SOURCE DOCUMENT ▸
================
French Onion Soup. The ultimate peasant food featuring humble ingredients expertly prepared, with a taste that is fit for a king. It is easy to understand why French cuisine is so revered, when one considers the flavors French cooks have managed to coax from little more than field onions, bones, and stale bread.

Interestingly, soupe à l’oignon has fallen out of favor with native Parisians who no longer have economic necessity to build a meal around bones instead of meat. French chefs are happy to prepare this dish for American expatriates, however, given its healthy profit margin. It’s a win-win situation, really, as Americans accustomed to canned broth know upon their first taste of this authentic dish that their bowl is well worth the price!

While this dish is absurdly easy to prepare, it does require some time. I recommend beginning this dish two days before you plan to enjoy it, for best results. The broth itself freezes well. Sometimes I double the broth recipe, freeze it in 1 quart containers, and spend 30 minutes or so on the last few steps whenever I have a craving for this fantastic soup.
Ingredients (makes 2 main dish servings or 4 first course servings)
1 1/2 pounds of beef bones
2 cups tomato-based vegetable juice
2 cups water
1 teaspoon whole peppercorns
2 tablespoons butter
4 thick slices of day-old French bread
2/3 cup grated gruyere cheese
Directions
Step 1) Combine bones, wine, juice, water, and peppercorns in a slow cooker. Set heat to low and simmer, covered, for 24 hours.
Step 2) Strain broth into a large bowl and place in freezer. As the broth cools, the saturated fat will rise to the top and solidify. You will be able to “lift” the saturated fat right off of the broth as shown, and discard it. Your broth will not be completely fat-free, but will be much lower in fat (and have a less oily, more pleasing taste) than if you had skipped this step.
Step 3) 30 minutes before you plan to dine, begin simmering broth in a saucepan over low heat.
Step 4) Caramelize onions in butter by stirring in a sauté pan over low-medium heat for approximately 10 minutes.
Step 5) Divide caramelized onions between 2 large or 4 small oven-safe bowls.
Step 6) Divide bread between bowls and layer on top of onions. Slowly ladle broth over bread to fill bowls within 1/2 inch of top. (Freeze any extra broth for future recipes!)
Step 7) Sprinkle grated gruyere cheese over top of bread. Broil (low setting) for 5 minutes or until cheese is melted, bubbly, and beginning to brown.
Step 8) Serve on trivets or other protected surface, as bowls will be hot.
Bon Appetit!
Question on beef bones: Do you get them from a store as is, or do you save your bones from previous meals of beef? (Sorry, I’m not much of a meat person). I love french onion soup, and this sounds wonderful for a cold night!
================
DATA ▸

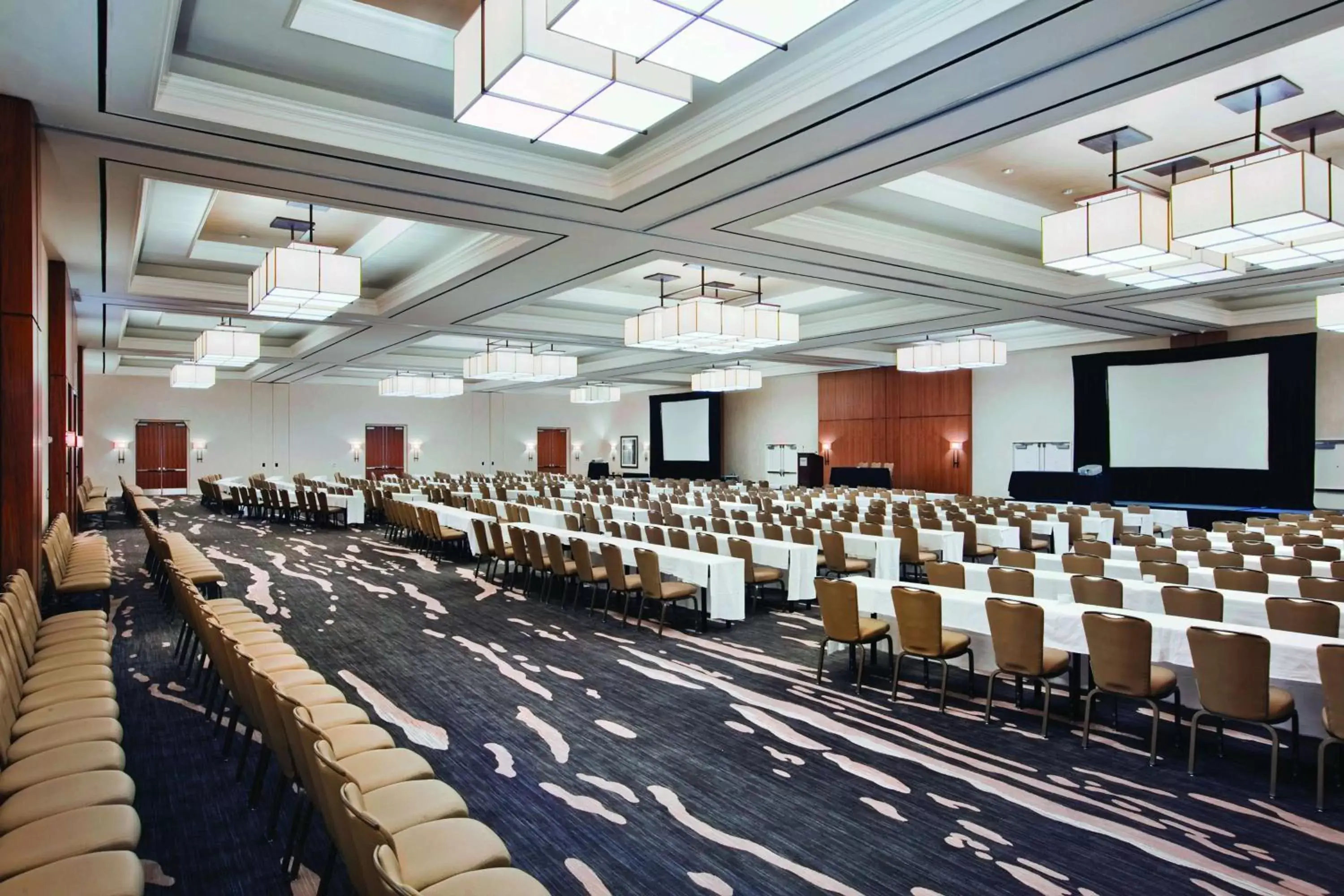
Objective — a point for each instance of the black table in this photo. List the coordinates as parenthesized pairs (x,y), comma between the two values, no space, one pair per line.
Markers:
================
REQUIRED WORK ▸
Please copy the French onion soup recipe above word for word, from "Bon Appetit!" to "a cold night!".

ANSWER TO THE PROBLEM ▸
Bon Appetit!
Question on beef bones: Do you get them from a store as is, or do you save your bones from previous meals of beef? (Sorry, I’m not much of a meat person). I love french onion soup, and this sounds wonderful for a cold night!